Record extracts –
====
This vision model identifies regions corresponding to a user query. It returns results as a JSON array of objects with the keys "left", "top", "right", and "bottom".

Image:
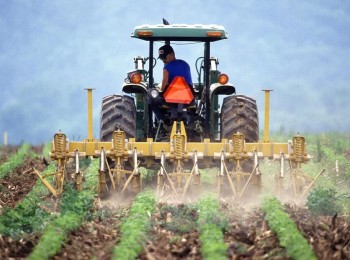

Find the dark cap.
[{"left": 158, "top": 45, "right": 174, "bottom": 59}]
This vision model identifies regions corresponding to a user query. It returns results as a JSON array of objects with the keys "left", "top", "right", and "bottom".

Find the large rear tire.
[
  {"left": 221, "top": 95, "right": 259, "bottom": 142},
  {"left": 100, "top": 95, "right": 136, "bottom": 141}
]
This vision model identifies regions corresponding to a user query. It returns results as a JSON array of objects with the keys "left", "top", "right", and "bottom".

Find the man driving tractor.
[{"left": 153, "top": 44, "right": 194, "bottom": 125}]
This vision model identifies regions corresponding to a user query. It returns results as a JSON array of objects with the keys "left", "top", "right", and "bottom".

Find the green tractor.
[
  {"left": 38, "top": 22, "right": 315, "bottom": 198},
  {"left": 100, "top": 23, "right": 259, "bottom": 142}
]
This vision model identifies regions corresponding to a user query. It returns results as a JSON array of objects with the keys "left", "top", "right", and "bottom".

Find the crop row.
[{"left": 0, "top": 147, "right": 322, "bottom": 259}]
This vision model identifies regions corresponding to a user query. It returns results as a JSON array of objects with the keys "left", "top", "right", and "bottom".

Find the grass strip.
[
  {"left": 197, "top": 194, "right": 228, "bottom": 259},
  {"left": 262, "top": 197, "right": 317, "bottom": 260},
  {"left": 0, "top": 143, "right": 30, "bottom": 179},
  {"left": 28, "top": 160, "right": 99, "bottom": 259},
  {"left": 112, "top": 191, "right": 156, "bottom": 260}
]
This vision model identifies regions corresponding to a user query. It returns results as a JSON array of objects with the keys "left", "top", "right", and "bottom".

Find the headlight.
[{"left": 150, "top": 88, "right": 159, "bottom": 98}]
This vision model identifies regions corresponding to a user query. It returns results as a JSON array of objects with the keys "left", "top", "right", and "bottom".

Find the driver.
[
  {"left": 152, "top": 44, "right": 194, "bottom": 126},
  {"left": 158, "top": 45, "right": 192, "bottom": 91}
]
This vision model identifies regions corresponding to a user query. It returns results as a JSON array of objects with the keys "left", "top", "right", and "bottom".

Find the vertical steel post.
[
  {"left": 86, "top": 88, "right": 94, "bottom": 141},
  {"left": 263, "top": 89, "right": 272, "bottom": 143},
  {"left": 203, "top": 42, "right": 212, "bottom": 137}
]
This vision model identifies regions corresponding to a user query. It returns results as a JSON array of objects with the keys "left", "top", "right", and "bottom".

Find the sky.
[{"left": 0, "top": 0, "right": 350, "bottom": 144}]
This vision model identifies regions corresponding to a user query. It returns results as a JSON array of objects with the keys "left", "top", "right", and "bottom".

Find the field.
[{"left": 0, "top": 133, "right": 350, "bottom": 259}]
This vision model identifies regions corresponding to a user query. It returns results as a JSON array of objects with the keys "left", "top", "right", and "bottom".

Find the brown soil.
[{"left": 0, "top": 153, "right": 350, "bottom": 260}]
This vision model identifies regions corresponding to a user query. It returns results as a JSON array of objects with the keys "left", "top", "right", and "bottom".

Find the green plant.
[
  {"left": 262, "top": 196, "right": 316, "bottom": 260},
  {"left": 113, "top": 191, "right": 156, "bottom": 259},
  {"left": 28, "top": 160, "right": 99, "bottom": 259},
  {"left": 306, "top": 187, "right": 344, "bottom": 215},
  {"left": 0, "top": 165, "right": 56, "bottom": 238},
  {"left": 160, "top": 204, "right": 197, "bottom": 234},
  {"left": 197, "top": 194, "right": 228, "bottom": 259}
]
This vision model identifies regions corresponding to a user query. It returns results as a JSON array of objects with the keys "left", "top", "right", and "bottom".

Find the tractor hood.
[{"left": 131, "top": 24, "right": 228, "bottom": 42}]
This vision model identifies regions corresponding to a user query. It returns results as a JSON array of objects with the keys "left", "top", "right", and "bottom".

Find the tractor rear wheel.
[
  {"left": 221, "top": 95, "right": 259, "bottom": 142},
  {"left": 100, "top": 95, "right": 136, "bottom": 141}
]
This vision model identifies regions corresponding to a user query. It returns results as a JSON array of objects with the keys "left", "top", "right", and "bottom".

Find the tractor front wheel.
[
  {"left": 100, "top": 95, "right": 136, "bottom": 141},
  {"left": 221, "top": 95, "right": 259, "bottom": 142}
]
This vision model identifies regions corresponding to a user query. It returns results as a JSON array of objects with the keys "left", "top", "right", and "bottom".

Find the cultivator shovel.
[{"left": 36, "top": 89, "right": 322, "bottom": 200}]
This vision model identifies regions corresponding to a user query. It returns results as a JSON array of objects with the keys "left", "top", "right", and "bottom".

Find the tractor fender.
[
  {"left": 122, "top": 82, "right": 147, "bottom": 95},
  {"left": 210, "top": 83, "right": 236, "bottom": 98}
]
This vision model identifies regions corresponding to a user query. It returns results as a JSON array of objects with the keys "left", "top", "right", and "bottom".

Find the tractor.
[{"left": 38, "top": 20, "right": 322, "bottom": 199}]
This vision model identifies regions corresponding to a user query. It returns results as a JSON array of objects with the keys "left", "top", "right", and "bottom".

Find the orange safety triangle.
[{"left": 163, "top": 76, "right": 194, "bottom": 104}]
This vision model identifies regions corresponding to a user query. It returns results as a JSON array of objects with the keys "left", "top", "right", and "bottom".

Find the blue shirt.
[{"left": 164, "top": 59, "right": 192, "bottom": 85}]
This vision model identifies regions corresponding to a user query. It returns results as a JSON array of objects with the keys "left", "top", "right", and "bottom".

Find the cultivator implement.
[{"left": 37, "top": 89, "right": 322, "bottom": 199}]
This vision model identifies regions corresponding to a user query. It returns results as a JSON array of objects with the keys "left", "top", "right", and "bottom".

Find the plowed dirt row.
[{"left": 0, "top": 155, "right": 350, "bottom": 259}]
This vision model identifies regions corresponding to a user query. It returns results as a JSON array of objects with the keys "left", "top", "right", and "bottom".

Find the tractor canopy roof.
[{"left": 131, "top": 24, "right": 228, "bottom": 42}]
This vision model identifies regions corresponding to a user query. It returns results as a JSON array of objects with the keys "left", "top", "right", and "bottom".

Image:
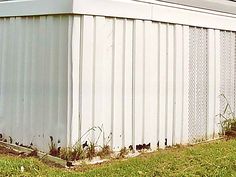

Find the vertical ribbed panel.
[
  {"left": 72, "top": 15, "right": 192, "bottom": 150},
  {"left": 220, "top": 31, "right": 235, "bottom": 116},
  {"left": 0, "top": 16, "right": 69, "bottom": 150},
  {"left": 0, "top": 15, "right": 230, "bottom": 150}
]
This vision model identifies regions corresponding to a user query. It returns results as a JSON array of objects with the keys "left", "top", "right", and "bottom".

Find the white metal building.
[{"left": 0, "top": 0, "right": 236, "bottom": 151}]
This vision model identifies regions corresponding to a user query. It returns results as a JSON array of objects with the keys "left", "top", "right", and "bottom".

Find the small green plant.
[
  {"left": 219, "top": 94, "right": 236, "bottom": 135},
  {"left": 73, "top": 144, "right": 86, "bottom": 160},
  {"left": 49, "top": 136, "right": 59, "bottom": 157},
  {"left": 97, "top": 145, "right": 112, "bottom": 158},
  {"left": 86, "top": 142, "right": 97, "bottom": 160},
  {"left": 60, "top": 147, "right": 73, "bottom": 161},
  {"left": 117, "top": 147, "right": 129, "bottom": 159}
]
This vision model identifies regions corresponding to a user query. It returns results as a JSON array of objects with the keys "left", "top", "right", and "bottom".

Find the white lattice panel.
[{"left": 189, "top": 27, "right": 208, "bottom": 142}]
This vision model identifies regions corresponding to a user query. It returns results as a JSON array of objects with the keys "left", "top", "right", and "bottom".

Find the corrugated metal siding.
====
What is asked – How many of the lines above contain the word "vertical"? Reply with the number only.

Expected output – 2